*** Passage shown ***
Running this model using vLLM Docker
The instruction in Use This Model
in the corner from vLLM says to run this.
docker run --runtime nvidia --gpus all \
--name my_vllm_container \
-v ~/.cache/huggingface:/root/.cache/huggingface \
--env "HUGGING_FACE_HUB_TOKEN=<secret>" \
-p 8000:8000 \
--ipc=host \
vllm/vllm-openai:latest \
--model unsloth/DeepSeek-R1-GGUF
How do I choose which quantization to run?
I posted my steps to (in theory) get this working here. However, it appears that @shimmyshimmer has removed the mention of using vLLM from the original blog post due to the current lack of practical support for DeepSeek GGUF files in vLLM.
Fwiw, I also didn't have luck running this model in oobabooga/text-generation-webui. Looks like that tool uses an older version of llama.cpp
via llama-cpp-python which hasn't had a release since last year, meaning it's not up-to-date with the new llama.cpp
changes to support DeepSeek models.
You can run it with GPUStack (https://github.com/gpustack/gpustack), it contains llama-box which is based on llama.cpp and has up-to-date changes.
code from https://docs.vllm.ai/en/latest/features/quantization/gguf.html
from vllm import LLM, SamplingParams
# In this script, we demonstrate how to pass input to the chat method:
conversation = [
{
"role": "system",
"content": "You are a helpful assistant"
},
{
"role": "user",
"content": "Hello"
},
{
"role": "assistant",
"content": "Hello! How can I assist you today?"
},
{
"role": "user",
"content": "Write an essay about the importance of higher education.",
},
]
# Create a sampling params object.
sampling_params = SamplingParams(temperature=0.8, top_p=0.95)
*** End of Passage shown ***
*** Data listing ***
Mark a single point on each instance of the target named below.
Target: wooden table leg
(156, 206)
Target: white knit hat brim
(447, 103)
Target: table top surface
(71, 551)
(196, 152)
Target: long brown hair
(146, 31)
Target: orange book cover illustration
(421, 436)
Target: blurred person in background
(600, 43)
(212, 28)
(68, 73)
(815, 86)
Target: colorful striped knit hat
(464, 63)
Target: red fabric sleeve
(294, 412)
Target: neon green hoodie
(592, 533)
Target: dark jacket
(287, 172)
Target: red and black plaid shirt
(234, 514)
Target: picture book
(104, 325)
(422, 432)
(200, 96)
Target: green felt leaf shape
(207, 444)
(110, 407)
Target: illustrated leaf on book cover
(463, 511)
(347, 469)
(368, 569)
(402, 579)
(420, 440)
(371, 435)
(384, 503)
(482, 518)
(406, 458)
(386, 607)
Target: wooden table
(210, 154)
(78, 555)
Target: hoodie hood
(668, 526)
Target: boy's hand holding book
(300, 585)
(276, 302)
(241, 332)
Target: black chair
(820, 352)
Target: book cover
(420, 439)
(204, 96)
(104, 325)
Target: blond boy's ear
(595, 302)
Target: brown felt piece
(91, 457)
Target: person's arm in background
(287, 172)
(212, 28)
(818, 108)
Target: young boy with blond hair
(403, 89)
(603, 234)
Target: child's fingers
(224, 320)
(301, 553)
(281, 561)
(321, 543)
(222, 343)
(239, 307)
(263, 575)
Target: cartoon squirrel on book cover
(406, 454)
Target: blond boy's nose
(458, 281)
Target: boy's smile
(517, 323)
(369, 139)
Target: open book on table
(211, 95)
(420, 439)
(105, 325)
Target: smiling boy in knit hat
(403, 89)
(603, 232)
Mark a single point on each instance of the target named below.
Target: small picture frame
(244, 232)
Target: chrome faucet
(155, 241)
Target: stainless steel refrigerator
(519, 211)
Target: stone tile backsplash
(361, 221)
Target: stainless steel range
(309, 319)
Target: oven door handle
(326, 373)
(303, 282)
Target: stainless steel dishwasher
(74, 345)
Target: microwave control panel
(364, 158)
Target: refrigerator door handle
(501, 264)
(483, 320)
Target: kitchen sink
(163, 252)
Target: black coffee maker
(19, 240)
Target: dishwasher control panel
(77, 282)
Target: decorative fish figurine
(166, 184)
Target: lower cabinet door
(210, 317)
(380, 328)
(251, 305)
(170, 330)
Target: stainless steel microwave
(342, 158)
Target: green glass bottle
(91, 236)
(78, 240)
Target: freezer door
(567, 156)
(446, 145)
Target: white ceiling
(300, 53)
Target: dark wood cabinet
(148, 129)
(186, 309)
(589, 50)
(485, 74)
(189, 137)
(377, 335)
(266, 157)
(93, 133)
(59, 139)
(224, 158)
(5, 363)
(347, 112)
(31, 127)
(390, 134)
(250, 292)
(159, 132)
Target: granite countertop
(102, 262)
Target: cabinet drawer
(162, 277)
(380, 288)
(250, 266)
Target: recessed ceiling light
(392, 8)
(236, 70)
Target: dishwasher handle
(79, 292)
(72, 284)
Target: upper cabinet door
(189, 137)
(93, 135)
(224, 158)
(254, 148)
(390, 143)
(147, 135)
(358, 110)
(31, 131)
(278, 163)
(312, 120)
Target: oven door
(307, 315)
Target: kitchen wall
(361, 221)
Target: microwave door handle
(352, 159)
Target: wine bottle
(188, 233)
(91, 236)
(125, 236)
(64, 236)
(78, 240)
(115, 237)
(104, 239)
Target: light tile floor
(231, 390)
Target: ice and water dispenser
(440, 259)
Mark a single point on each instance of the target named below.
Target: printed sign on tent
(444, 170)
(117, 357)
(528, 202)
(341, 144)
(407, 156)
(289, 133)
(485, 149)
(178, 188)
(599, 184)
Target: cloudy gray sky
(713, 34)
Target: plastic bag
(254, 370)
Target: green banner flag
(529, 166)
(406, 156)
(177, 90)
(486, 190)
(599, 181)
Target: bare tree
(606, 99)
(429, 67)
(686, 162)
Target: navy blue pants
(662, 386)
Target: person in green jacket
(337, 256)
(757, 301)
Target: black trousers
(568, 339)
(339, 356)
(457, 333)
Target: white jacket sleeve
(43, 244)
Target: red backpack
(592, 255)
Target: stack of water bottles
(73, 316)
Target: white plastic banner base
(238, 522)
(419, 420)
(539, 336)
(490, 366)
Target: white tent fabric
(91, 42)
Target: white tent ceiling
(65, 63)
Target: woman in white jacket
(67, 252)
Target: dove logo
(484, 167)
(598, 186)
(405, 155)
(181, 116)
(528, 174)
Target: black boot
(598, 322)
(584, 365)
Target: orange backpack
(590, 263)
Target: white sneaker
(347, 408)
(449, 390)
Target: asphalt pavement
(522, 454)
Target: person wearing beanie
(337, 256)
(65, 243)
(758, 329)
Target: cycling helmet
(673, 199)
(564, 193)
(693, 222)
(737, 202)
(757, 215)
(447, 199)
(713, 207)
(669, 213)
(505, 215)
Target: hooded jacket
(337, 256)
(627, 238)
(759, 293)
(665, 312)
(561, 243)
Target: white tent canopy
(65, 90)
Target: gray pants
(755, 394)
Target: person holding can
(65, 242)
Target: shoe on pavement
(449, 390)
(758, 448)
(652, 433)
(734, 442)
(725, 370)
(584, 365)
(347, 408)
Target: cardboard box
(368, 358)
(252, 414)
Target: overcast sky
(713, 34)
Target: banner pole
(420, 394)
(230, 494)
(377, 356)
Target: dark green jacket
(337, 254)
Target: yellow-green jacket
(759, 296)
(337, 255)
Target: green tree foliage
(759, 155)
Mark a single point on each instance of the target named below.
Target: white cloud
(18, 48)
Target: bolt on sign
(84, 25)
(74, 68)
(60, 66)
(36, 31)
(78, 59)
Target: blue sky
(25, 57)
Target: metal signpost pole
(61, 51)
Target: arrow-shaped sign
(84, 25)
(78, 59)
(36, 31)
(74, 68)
*** End of Data listing ***
**Task to carry out**
In the vLLM Docker thread, repeat everything from "docker run --runtime" down to "support DeepSeek models.", word for word.

**Exercise response**
docker run --runtime nvidia --gpus all \
--name my_vllm_container \
-v ~/.cache/huggingface:/root/.cache/huggingface \
--env "HUGGING_FACE_HUB_TOKEN=<secret>" \
-p 8000:8000 \
--ipc=host \
vllm/vllm-openai:latest \
--model unsloth/DeepSeek-R1-GGUF
How do I choose which quantization to run?
I posted my steps to (in theory) get this working here. However, it appears that @shimmyshimmer has removed the mention of using vLLM from the original blog post due to the current lack of practical support for DeepSeek GGUF files in vLLM.
Fwiw, I also didn't have luck running this model in oobabooga/text-generation-webui. Looks like that tool uses an older version of llama.cpp
via llama-cpp-python which hasn't had a release since last year, meaning it's not up-to-date with the new llama.cpp
changes to support DeepSeek models.